GETOONDE TEKST ▸
######
In opdracht van Staatsbosbeheer heeft tijdens het voorjaar van 2020 een broedvogelkartering plaatsgevonden in het Oudeland van Strijen, in de Hoekse Waard. Over het algemeen betreft het uitgestrekte, vochtige tot natte (overstromings)graslanden, waar op veel plaatsen extensieve beweiding met runderen plaatsvindt. Daarnaast is een groot deel van het grasland in beheer als hooiland, met of zonder nabeweiding. Het gebied is voornamelijk in trek bij weidevogels, watervogels en moerasvogels. Die laatste groep is met name te vinden in de moeraszone langs de Keen, die loopt langs de oostrand van het Oudeland. Tijdens de winterperiode verblijft in het gebied jaarlijks een groep Dwergganzen. Natura 2000-gebied Oudeland van Strijen is mede daarvoor aangewezen als foerageergebied binnen de Vogelrichtlijn. Tijdens het onderzoek werden van in totaal elf Rode Lijstsoorten territoria vastgesteld.
######
BRONGEGEVENS ▸
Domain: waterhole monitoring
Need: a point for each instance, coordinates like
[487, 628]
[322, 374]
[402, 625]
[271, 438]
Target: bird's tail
######
WAT TE DOEN ▸
Neem het deel van de tekst over het Oudeland van Strijen opnieuw over. Begin bij de woorden "In opdracht van", stop na "Lijstsoorten territoria vastgesteld." en zet daarbij "schapen" in plaats van "runderen".

UITKOMST OPDRACHT ▸
In opdracht van Staatsbosbeheer heeft tijdens het voorjaar van 2020 een broedvogelkartering plaatsgevonden in het Oudeland van Strijen, in de Hoekse Waard. Over het algemeen betreft het uitgestrekte, vochtige tot natte (overstromings)graslanden, waar op veel plaatsen extensieve beweiding met schapen plaatsvindt. Daarnaast is een groot deel van het grasland in beheer als hooiland, met of zonder nabeweiding. Het gebied is voornamelijk in trek bij weidevogels, watervogels en moerasvogels. Die laatste groep is met name te vinden in de moeraszone langs de Keen, die loopt langs de oostrand van het Oudeland. Tijdens de winterperiode verblijft in het gebied jaarlijks een groep Dwergganzen. Natura 2000-gebied Oudeland van Strijen is mede daarvoor aangewezen als foerageergebied binnen de Vogelrichtlijn. Tijdens het onderzoek werden van in totaal elf Rode Lijstsoorten territoria vastgesteld.